This is our Lord giving forth Old Testament scripture that
identifies the Messiah, the Christ. And he said, the Spirit of the
Lord is upon me because he has anointed me to preach the gospel
to the poor. An average person will take that
and say, well, we're supposed to go to the ghettos and preach.
We aren't. We're supposed to go to the down and out and preach.
We are. The gospel's for the poor. Rather than we all poor,
poor in spirit, Old Arthur Pink said, here's the kind of poor
we are. Spiritually, we have nothing, know nothing, and can
do nothing. We're poor. We're bankrupt spiritually. That's the poor he's talking
about. Now, our Lord went to the poor. He went to the down
and out. He identified himself with the
lowly. But that's simply a picture of identifying himself with the
outcast spiritually. There's nobody lower than we
are spiritually. They say, we're poor. That's
what he's talking about. He sent me to heal the brokenhearted.
Well, everybody's going to have a brokenhearted sometime. You
lose your husband or wife, it'll break your heart. You lose a
child, it'll break your heart. Somebody's crippled in your family,
it'll break your heart. Some of you have been through
heartbreaking experiences. But now, wait a minute. There
are a lot of people who've been through heartbreaking experiences
physically. emotionally, whose hearts have
never been broken spiritually. Now, God is known to them of
a broken heart, but not just because you're sad. Isn't that
right, Walter? It's not just because you're sad. Everybody's
sad sometimes. In fact, we're all sad. And if
you want to see even sadder people, cross the ocean and see people
who have nothing. They're sad. But brethren, he
sent me to heal, preach the gospel to the poor in spirit, those
who are bankrupt toward God, those who are down and out where
God is concerned, those who have nothing spiritually. He sent
me to heal the brokenhearted. God is known to them of a broken
heart, broken over my sin. Broken because I've sinned against
God. Broken because my sins have separated
me from God. A contrite spirit broken and
made contrite by the work of God's Spirit. God will never
raise a man until he's broken him. That's right. He'll never
exalt a man until he's brought him down. He'll never cover a
man until he's stripped him. He'll never save a man until
he's been brought down, down, down. And that's what he's talking
about, looking to preach deliverance to the captives, to the captives. That's not freeing the communists. Rather, that's freeing sinful
prisoners, prisoners of the law, prisoners of our bound wills,
prisoners of Satan. He said, I've come to preach
deliverance to those who've been captured by sin. We're slaves
of sin till Christ sets us free. And that's what he's talking
about. All this is figurative language, you see. It's a picture.
Recovery of sight to the blind. They said, Lord, why do you preach
to the crowd in parables? He said, because they, having
eyes, cannot see. They cannot see. What is it men
cannot see? They cannot see God in His holiness. Isaiah didn't see that, and he
is a preacher. One day God revealed His holiness
to him. Job didn't see it, and Job was
one of the most moral, righteous men on the earth. But one day
he said, I've heard of God, now I see God. Wherefore I hate myself. Men do not see God's power and
glory and sovereignty and holiness. They do not see their sins. No,
sir, they do not. There's not one person out of
a thousand who has any understanding of what sin is. We know what
wrongdoing is. We know what failure is. We know
what mistakes and errors, but we haven't, like the old fellow
said, come within spitting distance of commencing to begin to find
out what sin is. Because when you find out what
sin is, you repent toward God. And you cry for mercy. We don't
see it. We don't see Christ the Substitute,
Christ the Redeemer, Christ the Savior, Christ in his effectual
work. We don't see it. And Christ said,
I came to recover sight to the blind. Christ said they have
ears, but they don't hear. They have hearts, but they don't
understand. They have eyes, but they don't see. But he's come
to give us eyes and to set at liberty them that are bruised.

[Data excerpt]

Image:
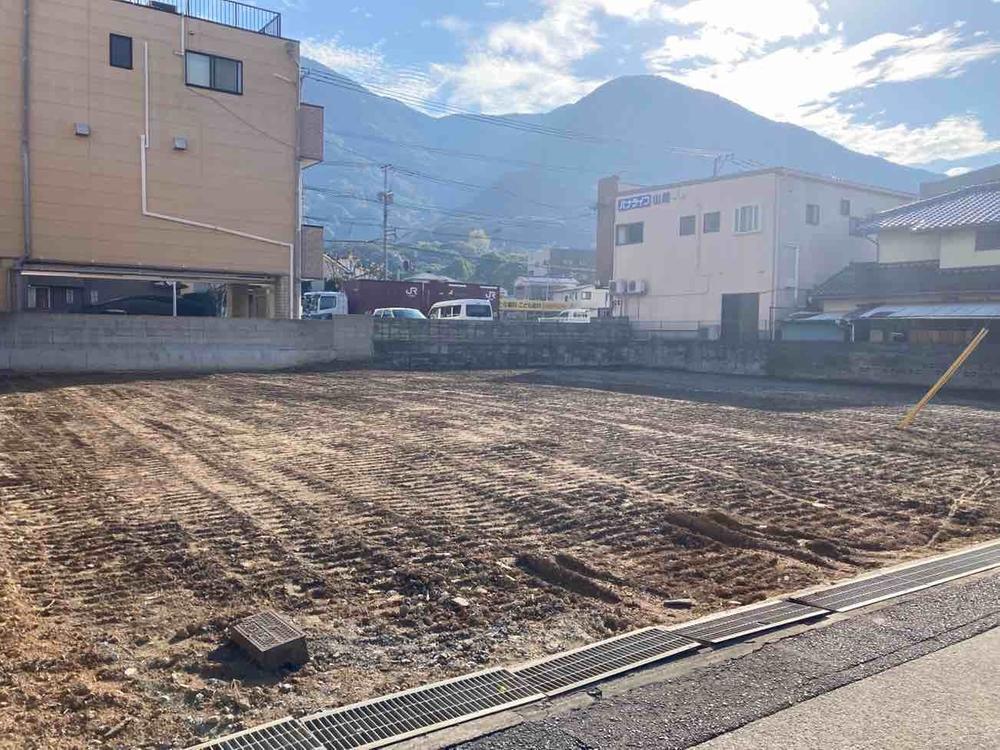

[Task set]
• A. In the sermon, what kind of poor does Old Arthur Pink say we are?
• B. Please write a continuation of the sermon from its final sentence.

[Task responses]
• A. Spiritually, we have nothing, know nothing, and can do nothing.

• B.
So this is what our Lord, in his purpose mainly, in this thing
of healing. So let's go to Mark 5, and let
me point out a few things about this story here in Mark 5 that
I read to you. But you keep that in mind. And
when our Lord heals, and Christ, our Lord heals today. He's the
physician. He healed Hezekiah. He healed
Epaphroditus. You go through the scripture
and find where he healed, but you find where some he didn't
heal. Each of us have got to die one day, all flesh is grass,
and it's appointed unto men once to die. The thing for us to do
is do something about our relationship with God, ask the Lord to be
merciful to our souls, whether we die at 30 or 40 or 50 or 60
or 70 or 80. Let's die in faith in the Lord. That's the hope. But here in
Matthew 5, now let's look at this beginning with verse 25. It says, And a certain woman
which had an issue of blood. Now the first thing I note about
this is this. This is not a parable. This is
not a parable. This is a true account. This
is a true account of how a needy sinner came to Christ and was
made hope. This is not a parable, and he
says a certain woman, a certain woman, a woman who actually existed,
an occasion that actually took place, something that actually
happened, a certain woman. Now notice this, he says a woman.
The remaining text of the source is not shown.